Region pointing data:
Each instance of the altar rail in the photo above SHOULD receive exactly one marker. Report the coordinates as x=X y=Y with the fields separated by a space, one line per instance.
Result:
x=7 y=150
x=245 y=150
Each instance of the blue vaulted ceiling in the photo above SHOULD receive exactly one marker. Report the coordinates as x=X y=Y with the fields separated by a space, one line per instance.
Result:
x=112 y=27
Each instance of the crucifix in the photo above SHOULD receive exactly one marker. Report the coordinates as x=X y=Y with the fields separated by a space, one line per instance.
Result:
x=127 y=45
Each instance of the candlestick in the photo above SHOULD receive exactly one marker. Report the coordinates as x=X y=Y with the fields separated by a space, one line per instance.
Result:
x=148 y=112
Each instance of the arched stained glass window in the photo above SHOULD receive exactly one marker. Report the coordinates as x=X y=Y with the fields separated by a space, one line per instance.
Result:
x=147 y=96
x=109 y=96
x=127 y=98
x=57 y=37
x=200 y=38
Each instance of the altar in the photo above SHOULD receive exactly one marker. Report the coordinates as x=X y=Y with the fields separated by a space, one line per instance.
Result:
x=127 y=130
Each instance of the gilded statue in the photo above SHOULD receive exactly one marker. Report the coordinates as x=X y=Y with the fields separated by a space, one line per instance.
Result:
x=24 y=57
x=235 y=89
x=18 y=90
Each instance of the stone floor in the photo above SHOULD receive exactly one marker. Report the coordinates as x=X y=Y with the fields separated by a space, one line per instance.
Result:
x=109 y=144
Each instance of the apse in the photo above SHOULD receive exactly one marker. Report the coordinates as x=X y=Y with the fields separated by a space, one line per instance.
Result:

TASK BRIEF:
Only the lines from the one containing "Each instance of the blue" through the last line of the records are to be set down, exactly as they appear.

SOLUTION BELOW:
Each instance of the blue vaulted ceiling in the photo above SHOULD receive exactly one marker. Report the coordinates as x=X y=Y with the fields separated by a space, one line per instance.
Result:
x=112 y=27
Each instance of the crucifix in the photo above SHOULD receive exactly one marker. Report the coordinates as x=X y=Y with the fields separated by a space, one line per instance.
Result:
x=127 y=45
Each instance of the candlestick in the photo above SHOULD receive exactly one marker. Report the coordinates as x=X y=Y with the fields separated by a space, one line per instance.
Result:
x=148 y=112
Each instance of the arched stained glass window in the photo above SHOULD receive exactly one marker. Report the coordinates as x=X y=Y with the fields separated by a space, one line per instance.
Result:
x=147 y=96
x=109 y=96
x=127 y=98
x=57 y=37
x=200 y=38
Each instance of the altar in the photo above SHOULD receive exactly one marker. Report the coordinates as x=X y=Y with the fields separated by a space, one line per instance.
Result:
x=127 y=130
Each instance of the gilded statue in the photo above SHOULD receive exactly one marker. Report the coordinates as x=X y=Y with the fields separated by a space, one line per instance.
Result:
x=24 y=57
x=235 y=89
x=18 y=90
Each instance of the stone floor in the photo above SHOULD receive exactly one marker. Report the coordinates as x=X y=Y with the fields separated by a space, one line per instance.
Result:
x=109 y=144
Each instance of the apse in the photo above SHOULD receive exactly one marker. Report the coordinates as x=X y=Y with the fields separated by a space, one line per instance.
Result:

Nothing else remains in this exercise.